> RECORD LIST
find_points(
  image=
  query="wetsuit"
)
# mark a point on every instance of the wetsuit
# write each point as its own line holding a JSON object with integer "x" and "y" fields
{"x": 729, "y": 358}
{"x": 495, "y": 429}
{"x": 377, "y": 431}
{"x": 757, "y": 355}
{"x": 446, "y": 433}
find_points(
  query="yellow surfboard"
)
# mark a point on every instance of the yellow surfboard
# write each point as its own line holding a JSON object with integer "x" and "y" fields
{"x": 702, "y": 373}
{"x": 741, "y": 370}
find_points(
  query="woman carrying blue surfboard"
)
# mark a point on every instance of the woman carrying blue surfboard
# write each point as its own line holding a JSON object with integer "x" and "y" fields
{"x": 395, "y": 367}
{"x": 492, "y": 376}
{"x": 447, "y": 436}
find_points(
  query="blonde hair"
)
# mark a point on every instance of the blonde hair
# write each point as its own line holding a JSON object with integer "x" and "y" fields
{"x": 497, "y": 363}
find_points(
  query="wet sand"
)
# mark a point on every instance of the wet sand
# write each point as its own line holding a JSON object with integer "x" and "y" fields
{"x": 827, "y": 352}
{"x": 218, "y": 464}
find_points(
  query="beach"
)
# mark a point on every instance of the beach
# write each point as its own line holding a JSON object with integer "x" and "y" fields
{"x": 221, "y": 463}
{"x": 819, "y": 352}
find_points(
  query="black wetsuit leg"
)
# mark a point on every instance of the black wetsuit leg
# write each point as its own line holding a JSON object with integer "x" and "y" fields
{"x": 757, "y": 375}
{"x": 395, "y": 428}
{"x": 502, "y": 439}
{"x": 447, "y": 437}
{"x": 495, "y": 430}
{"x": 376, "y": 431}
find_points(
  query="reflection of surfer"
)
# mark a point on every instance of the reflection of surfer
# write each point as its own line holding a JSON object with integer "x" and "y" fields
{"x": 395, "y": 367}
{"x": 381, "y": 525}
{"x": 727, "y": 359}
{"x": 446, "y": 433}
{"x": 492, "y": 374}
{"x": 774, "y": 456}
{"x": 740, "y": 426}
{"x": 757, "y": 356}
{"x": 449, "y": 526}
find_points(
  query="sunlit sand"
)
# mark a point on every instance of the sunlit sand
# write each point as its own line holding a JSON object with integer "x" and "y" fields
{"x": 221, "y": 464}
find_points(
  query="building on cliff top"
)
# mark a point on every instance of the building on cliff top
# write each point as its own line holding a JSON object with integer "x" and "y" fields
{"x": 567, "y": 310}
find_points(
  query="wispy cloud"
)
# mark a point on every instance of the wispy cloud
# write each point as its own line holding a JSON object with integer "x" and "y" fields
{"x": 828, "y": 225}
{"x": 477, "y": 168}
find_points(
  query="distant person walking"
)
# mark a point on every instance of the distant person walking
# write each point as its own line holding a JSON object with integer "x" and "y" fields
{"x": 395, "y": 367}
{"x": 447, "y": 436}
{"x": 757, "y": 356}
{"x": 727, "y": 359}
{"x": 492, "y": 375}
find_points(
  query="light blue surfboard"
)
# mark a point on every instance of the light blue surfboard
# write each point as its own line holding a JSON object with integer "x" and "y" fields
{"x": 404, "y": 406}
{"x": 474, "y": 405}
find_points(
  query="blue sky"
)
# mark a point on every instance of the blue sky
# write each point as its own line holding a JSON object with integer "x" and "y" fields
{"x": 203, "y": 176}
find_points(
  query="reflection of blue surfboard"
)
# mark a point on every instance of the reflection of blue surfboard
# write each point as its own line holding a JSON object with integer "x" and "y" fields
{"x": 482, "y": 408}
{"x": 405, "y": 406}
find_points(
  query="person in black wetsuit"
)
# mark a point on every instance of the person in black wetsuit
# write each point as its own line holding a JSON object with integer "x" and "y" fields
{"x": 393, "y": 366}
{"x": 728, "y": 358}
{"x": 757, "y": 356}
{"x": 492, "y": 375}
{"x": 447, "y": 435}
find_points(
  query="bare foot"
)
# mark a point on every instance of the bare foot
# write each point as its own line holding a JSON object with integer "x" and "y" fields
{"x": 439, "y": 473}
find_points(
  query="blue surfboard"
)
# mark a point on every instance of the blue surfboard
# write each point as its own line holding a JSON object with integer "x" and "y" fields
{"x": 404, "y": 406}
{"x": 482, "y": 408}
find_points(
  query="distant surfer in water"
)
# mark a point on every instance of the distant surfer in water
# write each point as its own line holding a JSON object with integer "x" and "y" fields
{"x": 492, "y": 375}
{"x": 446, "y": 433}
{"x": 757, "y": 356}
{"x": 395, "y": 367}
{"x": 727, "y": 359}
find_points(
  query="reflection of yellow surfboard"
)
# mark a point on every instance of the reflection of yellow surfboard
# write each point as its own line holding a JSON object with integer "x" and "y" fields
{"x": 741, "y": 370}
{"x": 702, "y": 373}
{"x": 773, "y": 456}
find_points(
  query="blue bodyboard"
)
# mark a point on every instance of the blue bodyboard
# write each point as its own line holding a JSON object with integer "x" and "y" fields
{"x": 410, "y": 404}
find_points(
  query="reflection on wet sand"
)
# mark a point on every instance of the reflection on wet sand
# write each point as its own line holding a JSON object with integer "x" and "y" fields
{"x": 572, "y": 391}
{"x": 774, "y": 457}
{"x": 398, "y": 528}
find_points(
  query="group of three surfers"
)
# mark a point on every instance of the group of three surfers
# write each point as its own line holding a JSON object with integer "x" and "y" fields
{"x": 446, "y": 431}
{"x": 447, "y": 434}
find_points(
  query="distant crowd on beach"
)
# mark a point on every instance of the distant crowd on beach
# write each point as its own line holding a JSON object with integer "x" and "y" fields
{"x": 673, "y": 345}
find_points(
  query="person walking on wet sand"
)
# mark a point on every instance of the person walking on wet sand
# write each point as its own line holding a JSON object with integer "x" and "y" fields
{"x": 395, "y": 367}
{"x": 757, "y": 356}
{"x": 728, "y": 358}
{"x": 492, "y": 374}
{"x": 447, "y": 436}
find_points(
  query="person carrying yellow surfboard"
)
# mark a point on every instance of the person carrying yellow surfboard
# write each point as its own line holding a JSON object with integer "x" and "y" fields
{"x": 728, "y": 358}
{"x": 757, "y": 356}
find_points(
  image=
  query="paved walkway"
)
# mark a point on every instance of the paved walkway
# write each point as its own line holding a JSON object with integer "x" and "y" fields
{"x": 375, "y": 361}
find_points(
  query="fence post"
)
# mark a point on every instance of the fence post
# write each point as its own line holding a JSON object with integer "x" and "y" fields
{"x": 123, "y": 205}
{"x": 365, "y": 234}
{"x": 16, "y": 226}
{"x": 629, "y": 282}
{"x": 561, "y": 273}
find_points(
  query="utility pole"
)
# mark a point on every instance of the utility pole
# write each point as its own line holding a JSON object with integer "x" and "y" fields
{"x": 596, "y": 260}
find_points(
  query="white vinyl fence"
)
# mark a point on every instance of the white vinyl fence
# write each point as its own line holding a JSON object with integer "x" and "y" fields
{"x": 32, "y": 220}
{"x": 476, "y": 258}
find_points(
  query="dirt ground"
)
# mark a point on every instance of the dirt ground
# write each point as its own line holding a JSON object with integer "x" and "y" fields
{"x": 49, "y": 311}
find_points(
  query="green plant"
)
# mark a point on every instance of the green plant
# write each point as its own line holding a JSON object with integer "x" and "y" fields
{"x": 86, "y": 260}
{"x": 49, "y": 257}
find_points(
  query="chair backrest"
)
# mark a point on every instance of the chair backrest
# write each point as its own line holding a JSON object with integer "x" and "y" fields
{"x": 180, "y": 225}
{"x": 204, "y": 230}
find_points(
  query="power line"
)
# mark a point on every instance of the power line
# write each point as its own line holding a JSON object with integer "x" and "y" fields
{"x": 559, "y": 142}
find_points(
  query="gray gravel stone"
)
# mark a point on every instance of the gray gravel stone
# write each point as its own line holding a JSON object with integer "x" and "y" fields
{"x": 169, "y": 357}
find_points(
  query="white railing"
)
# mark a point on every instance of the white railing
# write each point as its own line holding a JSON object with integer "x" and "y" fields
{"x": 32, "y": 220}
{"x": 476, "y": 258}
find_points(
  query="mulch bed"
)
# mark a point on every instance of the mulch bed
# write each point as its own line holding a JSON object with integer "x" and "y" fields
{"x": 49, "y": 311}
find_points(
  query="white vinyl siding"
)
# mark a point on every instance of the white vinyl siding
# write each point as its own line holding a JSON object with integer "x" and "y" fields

* * *

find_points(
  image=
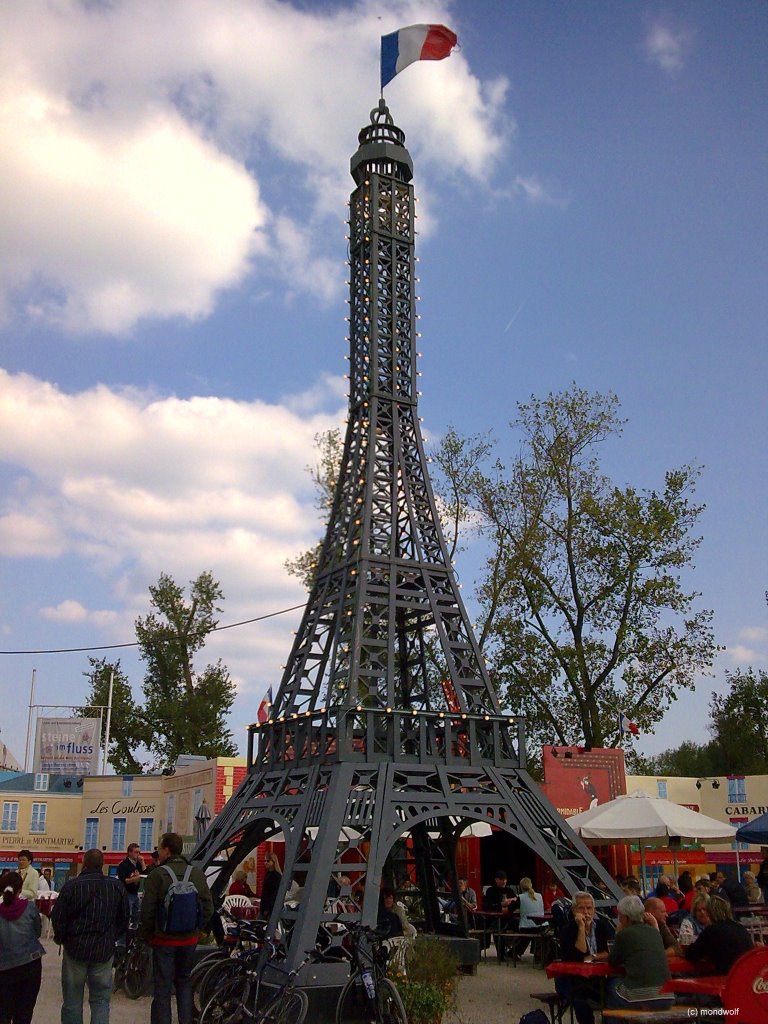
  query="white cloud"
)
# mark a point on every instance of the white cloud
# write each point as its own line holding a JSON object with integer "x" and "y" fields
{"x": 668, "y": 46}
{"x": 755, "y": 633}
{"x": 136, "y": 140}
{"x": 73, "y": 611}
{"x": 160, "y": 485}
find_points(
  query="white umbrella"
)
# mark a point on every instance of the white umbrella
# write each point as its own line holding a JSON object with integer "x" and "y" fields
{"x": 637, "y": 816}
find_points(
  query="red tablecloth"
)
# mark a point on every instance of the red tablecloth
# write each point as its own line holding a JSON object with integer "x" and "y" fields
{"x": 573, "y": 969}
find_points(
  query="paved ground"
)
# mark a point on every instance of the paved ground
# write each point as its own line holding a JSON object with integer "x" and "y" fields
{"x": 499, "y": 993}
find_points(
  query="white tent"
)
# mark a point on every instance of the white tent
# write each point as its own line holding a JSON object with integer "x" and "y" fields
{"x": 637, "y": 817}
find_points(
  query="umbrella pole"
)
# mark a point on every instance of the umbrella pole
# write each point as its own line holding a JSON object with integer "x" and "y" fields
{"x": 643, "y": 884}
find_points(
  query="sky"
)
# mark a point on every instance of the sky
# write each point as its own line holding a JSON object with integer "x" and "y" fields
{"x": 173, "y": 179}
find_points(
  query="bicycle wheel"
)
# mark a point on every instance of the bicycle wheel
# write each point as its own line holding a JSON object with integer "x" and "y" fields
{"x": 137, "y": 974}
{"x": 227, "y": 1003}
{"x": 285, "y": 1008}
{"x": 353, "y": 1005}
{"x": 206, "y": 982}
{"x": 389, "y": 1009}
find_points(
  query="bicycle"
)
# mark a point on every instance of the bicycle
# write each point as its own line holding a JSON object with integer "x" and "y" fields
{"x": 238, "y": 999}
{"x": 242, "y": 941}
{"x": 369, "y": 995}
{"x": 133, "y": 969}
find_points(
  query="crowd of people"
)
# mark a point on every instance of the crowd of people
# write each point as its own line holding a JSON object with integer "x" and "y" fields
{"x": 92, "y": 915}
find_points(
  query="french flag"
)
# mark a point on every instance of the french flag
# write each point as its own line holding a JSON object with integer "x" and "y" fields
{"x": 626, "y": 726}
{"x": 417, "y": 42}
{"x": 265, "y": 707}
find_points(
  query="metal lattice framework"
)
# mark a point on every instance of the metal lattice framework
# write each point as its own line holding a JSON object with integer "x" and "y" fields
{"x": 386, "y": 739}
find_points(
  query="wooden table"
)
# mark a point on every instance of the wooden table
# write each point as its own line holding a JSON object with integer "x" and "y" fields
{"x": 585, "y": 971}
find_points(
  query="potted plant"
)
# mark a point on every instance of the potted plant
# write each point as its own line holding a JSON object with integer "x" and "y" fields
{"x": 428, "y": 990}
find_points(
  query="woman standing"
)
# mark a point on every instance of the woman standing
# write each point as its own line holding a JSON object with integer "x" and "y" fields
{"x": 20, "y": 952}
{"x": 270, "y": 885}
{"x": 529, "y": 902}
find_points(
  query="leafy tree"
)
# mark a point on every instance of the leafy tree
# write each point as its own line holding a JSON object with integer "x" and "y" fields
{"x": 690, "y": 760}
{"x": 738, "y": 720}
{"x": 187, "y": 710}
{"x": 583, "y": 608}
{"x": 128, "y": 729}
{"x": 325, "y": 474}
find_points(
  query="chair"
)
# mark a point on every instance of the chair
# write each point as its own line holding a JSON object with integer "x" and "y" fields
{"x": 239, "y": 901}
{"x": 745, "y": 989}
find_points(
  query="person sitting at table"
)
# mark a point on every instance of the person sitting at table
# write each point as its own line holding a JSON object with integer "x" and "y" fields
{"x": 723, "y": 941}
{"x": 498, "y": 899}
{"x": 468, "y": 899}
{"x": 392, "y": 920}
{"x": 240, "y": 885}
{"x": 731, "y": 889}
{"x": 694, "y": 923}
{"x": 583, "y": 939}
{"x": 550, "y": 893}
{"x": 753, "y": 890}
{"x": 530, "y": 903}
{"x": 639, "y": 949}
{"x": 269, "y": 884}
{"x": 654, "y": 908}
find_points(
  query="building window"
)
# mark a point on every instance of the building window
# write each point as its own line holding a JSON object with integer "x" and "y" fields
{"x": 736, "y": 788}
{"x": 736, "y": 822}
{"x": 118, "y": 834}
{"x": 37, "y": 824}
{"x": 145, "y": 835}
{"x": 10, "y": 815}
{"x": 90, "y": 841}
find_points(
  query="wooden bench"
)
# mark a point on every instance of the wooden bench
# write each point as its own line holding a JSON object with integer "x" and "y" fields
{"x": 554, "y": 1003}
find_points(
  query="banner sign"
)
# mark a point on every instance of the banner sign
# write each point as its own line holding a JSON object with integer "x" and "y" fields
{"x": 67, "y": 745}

...

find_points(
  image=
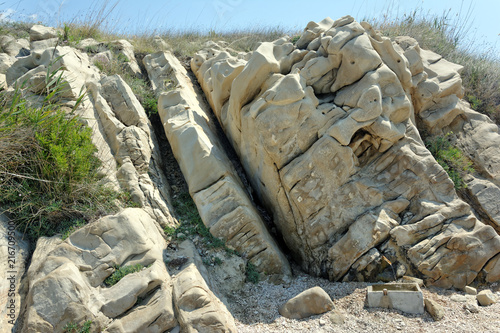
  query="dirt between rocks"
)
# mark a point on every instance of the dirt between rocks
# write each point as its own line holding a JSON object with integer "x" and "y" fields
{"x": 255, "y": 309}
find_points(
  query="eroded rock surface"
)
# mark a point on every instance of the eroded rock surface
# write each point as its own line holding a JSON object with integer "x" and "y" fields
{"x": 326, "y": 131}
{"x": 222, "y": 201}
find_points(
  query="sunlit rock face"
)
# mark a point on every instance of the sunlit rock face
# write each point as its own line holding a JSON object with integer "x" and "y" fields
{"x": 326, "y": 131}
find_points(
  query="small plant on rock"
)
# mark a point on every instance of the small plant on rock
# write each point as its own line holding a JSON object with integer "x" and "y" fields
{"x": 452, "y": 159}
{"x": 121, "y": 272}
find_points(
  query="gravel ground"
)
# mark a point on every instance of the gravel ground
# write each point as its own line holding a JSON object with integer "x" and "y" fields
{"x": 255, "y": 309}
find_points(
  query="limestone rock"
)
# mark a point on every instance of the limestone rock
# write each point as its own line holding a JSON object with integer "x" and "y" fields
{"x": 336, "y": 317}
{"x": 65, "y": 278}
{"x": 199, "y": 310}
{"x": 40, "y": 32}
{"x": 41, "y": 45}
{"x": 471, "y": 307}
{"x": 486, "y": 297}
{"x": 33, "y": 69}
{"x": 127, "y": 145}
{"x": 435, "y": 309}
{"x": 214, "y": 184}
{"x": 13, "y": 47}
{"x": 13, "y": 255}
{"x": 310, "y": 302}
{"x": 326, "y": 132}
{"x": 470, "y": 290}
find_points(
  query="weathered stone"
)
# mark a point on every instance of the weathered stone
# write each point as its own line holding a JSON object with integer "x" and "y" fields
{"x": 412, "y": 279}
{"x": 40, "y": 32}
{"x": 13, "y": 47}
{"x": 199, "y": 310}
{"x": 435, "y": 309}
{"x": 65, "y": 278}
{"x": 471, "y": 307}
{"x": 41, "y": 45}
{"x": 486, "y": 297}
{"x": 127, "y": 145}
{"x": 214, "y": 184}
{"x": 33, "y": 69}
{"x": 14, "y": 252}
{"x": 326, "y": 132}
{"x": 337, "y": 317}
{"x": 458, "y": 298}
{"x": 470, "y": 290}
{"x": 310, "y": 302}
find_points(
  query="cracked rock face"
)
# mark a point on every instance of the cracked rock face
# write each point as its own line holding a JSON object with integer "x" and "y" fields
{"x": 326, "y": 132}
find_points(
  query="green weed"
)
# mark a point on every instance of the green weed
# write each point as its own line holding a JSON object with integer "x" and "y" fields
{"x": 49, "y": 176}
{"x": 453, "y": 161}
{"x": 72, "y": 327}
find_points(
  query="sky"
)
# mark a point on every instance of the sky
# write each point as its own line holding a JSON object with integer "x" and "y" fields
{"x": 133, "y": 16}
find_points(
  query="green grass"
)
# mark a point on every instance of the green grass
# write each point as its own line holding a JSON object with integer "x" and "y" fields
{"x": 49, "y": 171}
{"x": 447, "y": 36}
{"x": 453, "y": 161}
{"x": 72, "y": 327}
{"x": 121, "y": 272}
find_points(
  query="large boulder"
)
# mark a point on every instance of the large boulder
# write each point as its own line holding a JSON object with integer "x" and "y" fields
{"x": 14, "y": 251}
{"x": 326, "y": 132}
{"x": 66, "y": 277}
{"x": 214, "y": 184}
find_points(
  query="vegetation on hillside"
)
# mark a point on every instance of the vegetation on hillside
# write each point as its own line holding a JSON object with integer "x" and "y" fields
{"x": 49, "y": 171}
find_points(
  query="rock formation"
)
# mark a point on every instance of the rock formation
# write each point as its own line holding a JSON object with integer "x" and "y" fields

> EXERCISE DESCRIPTION
Report every line of the rows above that contains the word "bare". Case counts.

> REPLY TO THE TASK
  query="bare foot"
# mark a point on every instance of the bare foot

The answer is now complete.